= СПИСОК ЗАДАНИЙ =
**1)** Ответьте по тексту о Вере Фигнер на три вопроса:
(a) Каких исполнителей западной эстрады, чьи портреты были на обложке, перечисляет автор?
(b) Сколько лет Вера Фигнер провела в Шлиссельбургской крепости?
(c) В чьём исполнении существует романс на её стихи?
**2)** Напишите продолжение текста о Вере Фигнер и политкаторжанах, начиная сразу после его последнего предложения.

= ИСХОДНЫЙ ТЕКСТ =
Разбирая старые выпуски "Кругозора" (если кто-то помнит глянцевые книжечки 70-х годов со страницами-пластинками), я натыкаюсь на вещи, которые когда-то считал мусором.
То ли дело западная эстрада с портретами на обложке: Сальваторе Адамо, Джанни Моранди, Том Джонс (кстати, все они живы-здоровы). А в середине книжки было то, что я никогда не слушал. Например,
воспоминания политкаторжан о
Вере Фигнер..
"Террористка", член "Народной воли", она участвовала в заговоре против Александра II, а затем вместе с Халтуриным - в покушении на военного прокурора Одессы. Получила смертный приговор, заменённый "вечной каторгой" и провела 20 лет в Шлиссельбургской крепости. Октябрьскую революцию (в отличие от Февральской) она не приняла, осталась верна прежним взглядам.
Перестукиваясь, она передавала стихи, которые сочиняла в камере. Одно из них - о матери. "Если, товарищ, на волю ты выйдешь, / Всех, кого любишь, увидишь, обнимешь, / То не забудь мою мать.." / "Ты ей скажи, что жива я, здорова, / Что не ищу я удела иного, - / Всем идеалам верна.."
Есть даже романс на
эти стихи в исполнении Валентины Левко. Но сама Вера Николаевна рассказывала, что была против свиданий с матерью, на которые она имела право. И объясняла это так: "мать, конечно, будет плакать, сетовать, а может быть, просить у начальства снисхождения", - и это казалось ей проявлением слабости.
*
Как-то незаметно мы дожили до времени, когда политические заключённые и "политкаторжане" перестали быть людьми из учебников истории. Они словно ожили и стали намного понятнее. Их опыт узнаваем, как и характеры: умение держаться на допросах, в заключении, их ненависть к репрессиям.

= СОХРАНЁННЫЕ ЗАПИСИ =
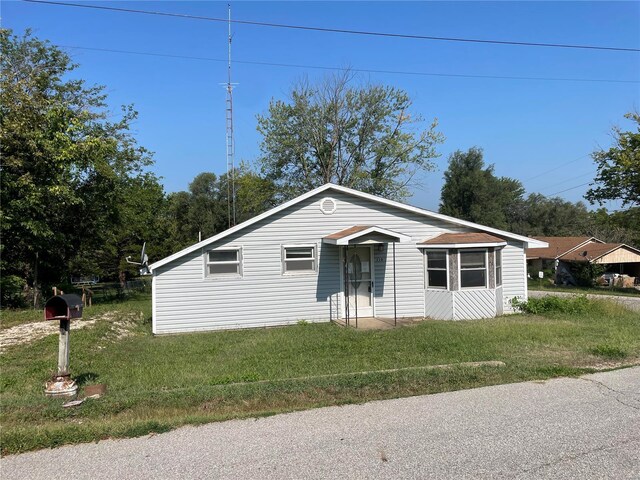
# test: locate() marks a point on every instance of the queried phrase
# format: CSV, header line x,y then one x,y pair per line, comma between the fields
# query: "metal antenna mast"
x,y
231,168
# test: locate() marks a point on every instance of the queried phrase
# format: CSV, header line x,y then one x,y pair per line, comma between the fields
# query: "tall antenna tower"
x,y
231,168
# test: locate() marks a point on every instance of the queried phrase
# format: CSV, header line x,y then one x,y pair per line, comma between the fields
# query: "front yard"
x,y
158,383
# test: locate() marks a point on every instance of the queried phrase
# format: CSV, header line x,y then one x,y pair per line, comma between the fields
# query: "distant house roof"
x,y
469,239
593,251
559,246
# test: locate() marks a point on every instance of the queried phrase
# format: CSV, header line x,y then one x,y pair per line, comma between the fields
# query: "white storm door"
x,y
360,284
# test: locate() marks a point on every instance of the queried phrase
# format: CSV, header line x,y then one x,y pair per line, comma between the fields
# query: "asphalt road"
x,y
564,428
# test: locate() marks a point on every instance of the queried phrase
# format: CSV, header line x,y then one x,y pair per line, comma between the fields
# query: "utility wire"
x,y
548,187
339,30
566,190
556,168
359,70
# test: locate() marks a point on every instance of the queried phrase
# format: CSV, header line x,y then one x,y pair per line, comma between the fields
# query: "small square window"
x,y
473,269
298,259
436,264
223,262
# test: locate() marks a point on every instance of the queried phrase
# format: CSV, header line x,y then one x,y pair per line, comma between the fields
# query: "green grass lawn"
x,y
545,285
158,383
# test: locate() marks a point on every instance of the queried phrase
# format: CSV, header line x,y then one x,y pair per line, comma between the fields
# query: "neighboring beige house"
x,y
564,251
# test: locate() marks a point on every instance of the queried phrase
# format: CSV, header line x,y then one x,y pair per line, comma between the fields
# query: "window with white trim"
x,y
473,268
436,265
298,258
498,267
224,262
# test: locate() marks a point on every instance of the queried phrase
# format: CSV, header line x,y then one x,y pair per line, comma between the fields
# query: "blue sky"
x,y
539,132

= ОТВЕТЫ К ЗАДАНИЯМ =
**1)**
(a) Сальваторе Адамо, Джанни Моранди и Тома Джонса.
(b) 20 лет.
(c) В исполнении Валентины Левко.

**2)**
Меня восхищает уровень такой непримиримости, когда человек демонстрирует, что его нельзя сломать с помощью насилия. Что такое заключение? - это прежде всего школа подчинения власти. Форма принуждения к компромиссу: ты не создаёшь проблем тюремному порядку - в обмен на "удо" или свидания с родными.
Ты начинаешь жить в рамках принятых условий, шить какую-то ментовскую одежду, голым приседать под камерами вертухаев, "поднимать мошонку" и раздвигать ягодицы, - переводить унижение в быт для получения свиданий и т.д. Это форма выживания - и одновременно форма компромисса (подчинение в обмен на свободу).
Ничего плохого в этом нет, если на воле вас ждёт семья и политическое будущее.
Но есть и другой подход, связанный с чувством плена в условиях войны. В этом случае задача - не "дожить" или "вписаться", а создать врагу максимум проблем.
Это путь голодовок и карцеров, публикаций в прессе и давления на власть, демонстративного отказа "сидеть тихо". Что для власти предпочтительней - понятно. Это путь вполне суицидальный (если говорить всерьёз о голодовке, которая может убить, как Анатолия Марченко в 1986 году).
Но по сути, голодовка - это экзистенциальная форма отказа жить в условиях насилия и несвободы. Отказ сотрудничать с режимом, который требует принять подчинение как норму..
В выборе двух стратегий нет общих правил, каждый выбирает свою линию, исходя из внутреннего чувства: компромисса или ненависти.
Но надо понимать, что у компромисса есть своя "нагрузка". Вы получаете (в комплекте) тюремные реалии, которые тоже должны принимать. Например, наличие "опущенных", сексуальное насилие, которое случается, возможно, прямо в вашей камере. Вы соглашаетесь с наличием самого "института" сексуального насилия, с неприкасаемостью группы, дырявыми ложками и системой издевательств под эгидой "оперов" и государства. Вы согласны соблюдать все правила "зашквара", тюремной (уголовной) иерархии, - чего от вас и требует пирамида власти.
Вы должны научиться быть частью преступной системы, принимая её "этику" и "ценности". Именно в этом - смысл заключения.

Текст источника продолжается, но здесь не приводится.